EXERCISE AIM: Rewrite the stretch of the pilgrimage post from "by Ben Kane" through "Holy Land pilgrimage.", replacing "bus" with "van".

Each month, we post a series of blogs around a common topic. This month, Rev. Greg Klimovitz is curating a series featuring those who made their pilgrimage to the Holy Land with NEXT Church from May 19-27, 2019. So much of the biblical story, especially the narratives that surround the work and witness of Jesus, occurred en route somewhere and in a context of political occupation, social, ethnic, and economic divisions, and conflict with religious and political powers that be. This month, contributors will contemplate “pilgrimage is…” as they ponder: where did you sense “God with us?” Where was “God with Us” more difficult to claim? How did you imagine leaning into “God with Us” as you returned home? We invite you to join the conversation on Facebook and Twitter, even as you make your own pilgrimages this summer and beyond. After all, life is pilgrimage.

by Ben Kane

Every group has one. They are best described by their actions: the last person on the bus, the one who lingers at each site, the person the leaders must monitor and make sure they get back on the bus. “That Person” best describes this person. I was “That Person” on the NEXT Church Holy Land pilgrimage.

It started before I left Tarboro, when I decided to take a nice camera to capture the trip. Good pictures require time and effort so during the pilgrimage I developed a particular route to get the best pictures. Quickly move to an outside wall, take a wide, circuitous route to scan the entire church and determine where to visit. We only had so much time in each church, requiring us to make decisions. Being in the Holy Land, though, made deciding what to visit immensely more complicated, resulting in my lingering longer at each site. This tactic led me to achieve my title of “That Person” at the Church of All Nations.

Church of All Nations (Ben Kane)

Once inside the church, I found the outside wall when a Catholic Mass in the chancel drew my attention. Everything else went quiet; every other sight ceased to exist. The priest and worshippers lifted their thumbs, touched their foreheads, then their lips, and then their hearts — their movements synced, seemingly guided by a common string. Witnessing this collective movement whisked me back to second grade at St. Bernard’s Academy. There I sat on the side, in the Protestant section of the school’s cathedral while the Catholic students stood in the center aisle practicing the liturgy to receive their First Communion the following Sunday. They would feel God’s presence in the Eucharist and the priest invited them to touch their forehead, lips, and heart. God is always with us, he told us, and we are called to acknowledge God’s presence. I have never been Catholic, but I have borrowed this simple prayer ever since; rarely do you see others praying it, though.

[Records from a collection]
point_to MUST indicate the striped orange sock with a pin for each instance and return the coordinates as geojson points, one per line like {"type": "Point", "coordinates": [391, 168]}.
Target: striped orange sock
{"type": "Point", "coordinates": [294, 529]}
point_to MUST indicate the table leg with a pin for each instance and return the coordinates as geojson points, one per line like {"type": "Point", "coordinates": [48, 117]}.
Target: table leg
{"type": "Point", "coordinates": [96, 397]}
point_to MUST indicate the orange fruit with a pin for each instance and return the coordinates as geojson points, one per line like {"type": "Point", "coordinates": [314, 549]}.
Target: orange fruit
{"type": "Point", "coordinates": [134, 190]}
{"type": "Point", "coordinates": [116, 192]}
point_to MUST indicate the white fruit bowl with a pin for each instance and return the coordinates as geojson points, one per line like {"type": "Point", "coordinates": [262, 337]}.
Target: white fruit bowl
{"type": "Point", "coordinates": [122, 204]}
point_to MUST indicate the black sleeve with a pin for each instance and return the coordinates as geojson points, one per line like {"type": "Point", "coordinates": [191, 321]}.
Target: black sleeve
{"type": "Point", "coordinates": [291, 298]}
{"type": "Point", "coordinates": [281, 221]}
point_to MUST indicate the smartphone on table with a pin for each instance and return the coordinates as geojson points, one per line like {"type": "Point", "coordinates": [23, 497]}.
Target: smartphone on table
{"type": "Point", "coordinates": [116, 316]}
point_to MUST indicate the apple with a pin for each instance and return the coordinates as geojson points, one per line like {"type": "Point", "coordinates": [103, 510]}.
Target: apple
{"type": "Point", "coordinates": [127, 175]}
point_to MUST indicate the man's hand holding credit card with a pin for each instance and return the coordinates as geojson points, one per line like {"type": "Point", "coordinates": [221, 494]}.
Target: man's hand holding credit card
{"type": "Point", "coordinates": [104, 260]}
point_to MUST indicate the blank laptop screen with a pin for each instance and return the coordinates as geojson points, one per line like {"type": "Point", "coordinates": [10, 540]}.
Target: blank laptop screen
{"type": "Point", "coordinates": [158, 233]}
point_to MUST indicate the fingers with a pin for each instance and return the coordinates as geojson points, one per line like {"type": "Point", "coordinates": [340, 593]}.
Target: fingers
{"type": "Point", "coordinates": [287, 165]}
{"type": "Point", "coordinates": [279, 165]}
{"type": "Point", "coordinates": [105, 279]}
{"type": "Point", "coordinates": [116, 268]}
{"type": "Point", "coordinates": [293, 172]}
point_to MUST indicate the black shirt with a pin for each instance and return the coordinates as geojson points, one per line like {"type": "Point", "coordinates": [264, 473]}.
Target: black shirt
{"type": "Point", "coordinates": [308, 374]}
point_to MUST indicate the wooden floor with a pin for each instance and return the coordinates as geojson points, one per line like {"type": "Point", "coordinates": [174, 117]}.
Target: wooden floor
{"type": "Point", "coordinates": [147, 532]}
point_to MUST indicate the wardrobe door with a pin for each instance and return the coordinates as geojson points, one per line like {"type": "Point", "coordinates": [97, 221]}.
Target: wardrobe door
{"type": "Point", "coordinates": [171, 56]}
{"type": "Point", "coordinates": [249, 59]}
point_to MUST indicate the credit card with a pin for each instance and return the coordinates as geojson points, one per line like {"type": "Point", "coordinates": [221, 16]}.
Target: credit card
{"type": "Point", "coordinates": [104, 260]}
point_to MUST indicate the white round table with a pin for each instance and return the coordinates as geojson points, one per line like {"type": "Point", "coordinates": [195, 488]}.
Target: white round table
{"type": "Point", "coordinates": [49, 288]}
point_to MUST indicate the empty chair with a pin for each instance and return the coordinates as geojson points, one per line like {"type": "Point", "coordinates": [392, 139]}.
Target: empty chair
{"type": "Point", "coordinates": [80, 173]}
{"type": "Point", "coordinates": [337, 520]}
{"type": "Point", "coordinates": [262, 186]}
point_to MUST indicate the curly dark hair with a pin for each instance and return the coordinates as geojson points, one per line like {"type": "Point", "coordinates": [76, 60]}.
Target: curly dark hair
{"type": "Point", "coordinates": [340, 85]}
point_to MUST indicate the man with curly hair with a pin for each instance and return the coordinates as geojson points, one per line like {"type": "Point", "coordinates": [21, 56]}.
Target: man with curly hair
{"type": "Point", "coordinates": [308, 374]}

WRITTEN RESPONSE:
by Ben Kane

Every group has one. They are best described by their actions: the last person on the van, the one who lingers at each site, the person the leaders must monitor and make sure they get back on the van. “That Person” best describes this person. I was “That Person” on the NEXT Church Holy Land pilgrimage.